S’ils avaient été raisonnables et avaient poursuivi leur voyage, Caesar et elle seraient déjà dans les États libres. Comment avaient-ils pu croire que deux misérables esclaves étaient dignes de la générosité de la Caroline du Sud ? Qu’une nouvelle vie existait si près, juste derrière les limites de la Géorgie ? Ça restait le Sud, et le diable avait de longs doigts agiles. Et puis, après tout ce que le monde leur avait enseigné, comment ne pas reconnaître des chaînes quand on les leur fixait aux poignets et aux chevilles… Celles de Caroline du Sud étaient de facture nouvelle – avec des clefs et des cadenas typiques de la région – mais elles n’en remplissaient pas moins leur fonction de chaînes. Ils n’étaient pas allés bien loin.

 

Elle dormit très mal. Sur les quatre-vingts couchettes, les femmes ronflaient et s’agitaient sous les draps. Elles s’étaient mises au lit en se croyant libres, hors d’atteinte des Blancs, de leur contrôle et de leurs injonctions concernant ce qu’elles devaient faire et être. Convaincues qu’elles maîtrisaient le cours de leur vie. Mais ces femmes demeuraient un troupeau domestiqué. Non plus une pure marchandise comme naguère, mais du bétail : élevé et stérilisé. Parqué à l’intérieur de dortoirs comme dans un clapier ou des cages à poules.

 

C’est comme ça qu’agissent les tribus européennes, disait-elle. Ce qu’elles ne peuvent pas contrôler, elles le détruisent.

 

Son maître Randall a donné l’alerte. Cora est une fugitive et est activement recherchée par le chasseur d’esclaves Ridgeway. Ce dernier n’ayant pu retrouver la mère, retrouver la fille devient son ultime but.

La peur s’installe. Les prières commencent, on a peur qu’il la retrouve. Quand cela arrive, la peur devient effroi. Quel sort son propriétaire va-t-il lui réserver ?

· · · · ·

Actions à mener:
1. Dans le texte sur Cora, quel chasseur d'esclaves est chargé de la rechercher ?
2. Poursuivez le texte sur Cora à la suite de sa dernière phrase.
Les enregistrements qui suivent ne sont pas nécessaires.

· · · · ·

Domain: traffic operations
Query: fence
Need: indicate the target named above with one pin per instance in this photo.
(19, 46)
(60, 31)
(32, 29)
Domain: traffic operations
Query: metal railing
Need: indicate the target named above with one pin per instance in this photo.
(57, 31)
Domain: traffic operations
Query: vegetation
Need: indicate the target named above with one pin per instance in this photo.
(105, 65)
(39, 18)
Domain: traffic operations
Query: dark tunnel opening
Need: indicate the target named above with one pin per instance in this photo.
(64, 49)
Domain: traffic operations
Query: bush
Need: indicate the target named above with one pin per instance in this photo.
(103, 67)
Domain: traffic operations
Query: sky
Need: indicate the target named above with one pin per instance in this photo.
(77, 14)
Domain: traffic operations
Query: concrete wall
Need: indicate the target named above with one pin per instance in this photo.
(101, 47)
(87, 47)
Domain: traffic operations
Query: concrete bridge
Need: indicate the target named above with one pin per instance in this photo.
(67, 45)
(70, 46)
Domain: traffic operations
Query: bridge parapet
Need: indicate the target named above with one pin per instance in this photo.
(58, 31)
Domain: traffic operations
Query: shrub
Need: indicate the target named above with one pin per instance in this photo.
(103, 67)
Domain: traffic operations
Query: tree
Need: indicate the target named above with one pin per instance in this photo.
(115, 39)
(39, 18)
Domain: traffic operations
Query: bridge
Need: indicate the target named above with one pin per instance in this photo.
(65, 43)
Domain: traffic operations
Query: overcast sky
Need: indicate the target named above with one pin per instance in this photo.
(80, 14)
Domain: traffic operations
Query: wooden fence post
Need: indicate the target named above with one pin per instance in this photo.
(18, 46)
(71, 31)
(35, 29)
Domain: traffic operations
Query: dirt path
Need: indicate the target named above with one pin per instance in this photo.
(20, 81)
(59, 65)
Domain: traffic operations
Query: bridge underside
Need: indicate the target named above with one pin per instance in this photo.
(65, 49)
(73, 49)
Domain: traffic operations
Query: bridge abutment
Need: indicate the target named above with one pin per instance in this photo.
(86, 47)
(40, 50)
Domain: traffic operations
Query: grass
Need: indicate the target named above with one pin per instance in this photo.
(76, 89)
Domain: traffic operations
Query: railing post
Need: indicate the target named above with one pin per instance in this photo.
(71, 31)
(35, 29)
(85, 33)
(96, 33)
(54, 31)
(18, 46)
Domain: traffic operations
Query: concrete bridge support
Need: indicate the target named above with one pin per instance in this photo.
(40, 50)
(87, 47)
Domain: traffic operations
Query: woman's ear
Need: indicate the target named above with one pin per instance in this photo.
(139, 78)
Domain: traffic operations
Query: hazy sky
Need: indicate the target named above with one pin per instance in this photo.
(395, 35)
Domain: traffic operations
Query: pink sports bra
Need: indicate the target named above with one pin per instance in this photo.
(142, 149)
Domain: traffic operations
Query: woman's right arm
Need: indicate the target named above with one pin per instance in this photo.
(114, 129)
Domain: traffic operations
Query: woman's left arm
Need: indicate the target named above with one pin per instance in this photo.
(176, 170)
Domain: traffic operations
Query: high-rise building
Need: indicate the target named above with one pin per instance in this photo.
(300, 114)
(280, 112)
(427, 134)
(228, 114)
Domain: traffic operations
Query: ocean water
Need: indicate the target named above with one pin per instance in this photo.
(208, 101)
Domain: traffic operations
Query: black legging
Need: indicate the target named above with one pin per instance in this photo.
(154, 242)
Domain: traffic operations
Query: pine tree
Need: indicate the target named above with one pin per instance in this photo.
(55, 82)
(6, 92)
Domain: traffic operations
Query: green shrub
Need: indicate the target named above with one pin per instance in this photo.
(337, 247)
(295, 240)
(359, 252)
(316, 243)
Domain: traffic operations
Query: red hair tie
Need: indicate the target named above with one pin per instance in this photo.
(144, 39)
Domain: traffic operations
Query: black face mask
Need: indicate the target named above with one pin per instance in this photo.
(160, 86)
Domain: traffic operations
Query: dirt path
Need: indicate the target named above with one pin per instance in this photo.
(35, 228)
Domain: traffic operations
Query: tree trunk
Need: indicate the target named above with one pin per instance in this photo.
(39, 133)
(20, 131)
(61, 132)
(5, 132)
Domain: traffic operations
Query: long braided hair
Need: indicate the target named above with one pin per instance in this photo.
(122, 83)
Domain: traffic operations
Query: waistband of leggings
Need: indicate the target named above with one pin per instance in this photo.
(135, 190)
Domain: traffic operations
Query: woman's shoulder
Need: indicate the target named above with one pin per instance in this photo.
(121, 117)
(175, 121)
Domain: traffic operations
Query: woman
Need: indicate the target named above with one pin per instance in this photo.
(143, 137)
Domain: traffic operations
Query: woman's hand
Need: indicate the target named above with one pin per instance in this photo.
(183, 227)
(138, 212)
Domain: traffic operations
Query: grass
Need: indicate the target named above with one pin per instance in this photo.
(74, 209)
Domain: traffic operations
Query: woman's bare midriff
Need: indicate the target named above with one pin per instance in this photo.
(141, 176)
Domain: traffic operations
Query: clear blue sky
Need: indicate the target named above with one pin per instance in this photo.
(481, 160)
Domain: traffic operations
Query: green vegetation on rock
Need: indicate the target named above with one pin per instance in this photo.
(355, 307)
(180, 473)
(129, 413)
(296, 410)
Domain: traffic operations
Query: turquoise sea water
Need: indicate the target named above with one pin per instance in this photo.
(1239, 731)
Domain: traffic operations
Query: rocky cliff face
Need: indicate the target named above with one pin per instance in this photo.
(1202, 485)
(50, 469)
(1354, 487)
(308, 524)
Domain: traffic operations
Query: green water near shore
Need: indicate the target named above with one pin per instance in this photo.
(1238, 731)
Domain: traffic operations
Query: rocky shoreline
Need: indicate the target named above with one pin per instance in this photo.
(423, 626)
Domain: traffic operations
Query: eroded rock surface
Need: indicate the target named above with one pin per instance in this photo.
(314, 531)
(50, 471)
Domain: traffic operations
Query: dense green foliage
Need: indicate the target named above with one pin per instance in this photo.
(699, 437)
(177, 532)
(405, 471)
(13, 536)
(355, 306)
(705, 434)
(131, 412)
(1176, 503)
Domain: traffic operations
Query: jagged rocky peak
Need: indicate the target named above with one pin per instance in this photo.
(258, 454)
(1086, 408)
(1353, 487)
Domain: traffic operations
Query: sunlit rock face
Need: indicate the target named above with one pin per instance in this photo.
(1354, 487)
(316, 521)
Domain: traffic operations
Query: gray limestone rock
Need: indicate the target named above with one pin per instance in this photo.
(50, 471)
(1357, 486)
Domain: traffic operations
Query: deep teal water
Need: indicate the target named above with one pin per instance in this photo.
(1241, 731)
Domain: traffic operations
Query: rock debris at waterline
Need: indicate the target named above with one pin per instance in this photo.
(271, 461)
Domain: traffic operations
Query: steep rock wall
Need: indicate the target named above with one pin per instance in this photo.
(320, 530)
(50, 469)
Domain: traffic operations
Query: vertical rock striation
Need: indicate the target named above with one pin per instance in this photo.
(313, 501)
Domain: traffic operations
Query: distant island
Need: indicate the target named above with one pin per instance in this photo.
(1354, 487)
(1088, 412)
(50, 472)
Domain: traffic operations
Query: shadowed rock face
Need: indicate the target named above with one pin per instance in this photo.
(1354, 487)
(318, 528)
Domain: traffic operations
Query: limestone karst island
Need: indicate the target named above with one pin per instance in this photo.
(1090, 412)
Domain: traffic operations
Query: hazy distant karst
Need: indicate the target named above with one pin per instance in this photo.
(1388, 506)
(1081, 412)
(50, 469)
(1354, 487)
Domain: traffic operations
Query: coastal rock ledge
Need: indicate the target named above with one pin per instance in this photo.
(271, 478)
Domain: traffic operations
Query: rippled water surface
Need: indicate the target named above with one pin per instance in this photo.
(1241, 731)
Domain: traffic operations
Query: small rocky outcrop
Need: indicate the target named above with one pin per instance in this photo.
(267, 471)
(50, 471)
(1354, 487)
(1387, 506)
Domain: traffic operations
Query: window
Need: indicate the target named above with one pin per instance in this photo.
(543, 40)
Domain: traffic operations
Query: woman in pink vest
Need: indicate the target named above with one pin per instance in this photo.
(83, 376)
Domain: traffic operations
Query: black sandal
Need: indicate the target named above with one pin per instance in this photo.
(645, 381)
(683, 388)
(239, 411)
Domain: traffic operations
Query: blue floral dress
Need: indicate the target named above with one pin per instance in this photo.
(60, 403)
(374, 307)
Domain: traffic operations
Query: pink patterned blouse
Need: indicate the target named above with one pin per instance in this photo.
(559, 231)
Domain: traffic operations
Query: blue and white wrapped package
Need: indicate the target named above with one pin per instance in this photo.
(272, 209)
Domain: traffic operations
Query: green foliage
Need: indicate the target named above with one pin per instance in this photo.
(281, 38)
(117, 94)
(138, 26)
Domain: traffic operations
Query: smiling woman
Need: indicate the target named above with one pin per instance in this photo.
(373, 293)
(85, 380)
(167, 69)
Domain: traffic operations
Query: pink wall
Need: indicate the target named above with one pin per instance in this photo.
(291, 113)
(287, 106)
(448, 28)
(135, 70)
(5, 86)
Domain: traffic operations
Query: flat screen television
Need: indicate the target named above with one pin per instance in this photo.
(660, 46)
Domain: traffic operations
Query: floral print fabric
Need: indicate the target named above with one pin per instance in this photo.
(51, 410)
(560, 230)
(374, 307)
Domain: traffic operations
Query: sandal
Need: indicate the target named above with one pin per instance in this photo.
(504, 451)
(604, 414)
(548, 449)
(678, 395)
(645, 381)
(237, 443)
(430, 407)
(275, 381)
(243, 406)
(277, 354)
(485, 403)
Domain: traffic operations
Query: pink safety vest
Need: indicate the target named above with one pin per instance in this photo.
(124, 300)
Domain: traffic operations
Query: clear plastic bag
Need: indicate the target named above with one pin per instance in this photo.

· · · · ·

Résultats obtenus:
1. Ridgeway.

2.
On suit attentivement chacune des péripéties. On gémit de douleur en lisant les avis de recherche des fugitifs, le sort qui leur est réservé ainsi qu’aux blancs qui les cachent.

J’ai eu une immense peine pour Homer, ce jeune garçon attaché à Ridgeway. C’est son homme de main. Il l’accompagne partout dans ses sales besognes. Il est admiratif de son maître, comme s’il était son créateur. A travers lui, on se se rend bien compte de l’impact psychologique de l’esclavage.

A plusieurs reprises dans le récit, les blancs qualifient de bêtes les Noirs oubliant que ce sont eux qui les ont abrutis pour pouvoir mieux  les manipuler.

 

Colson Whitehead nous montre le visage de l’Amérique d’autrefois, un visage qui n’a pas perdu ses marques…

 

Sur la forme, le livre se lit plutôt aisément, il y a quelques longueurs mais elles ne sont pas gênantes.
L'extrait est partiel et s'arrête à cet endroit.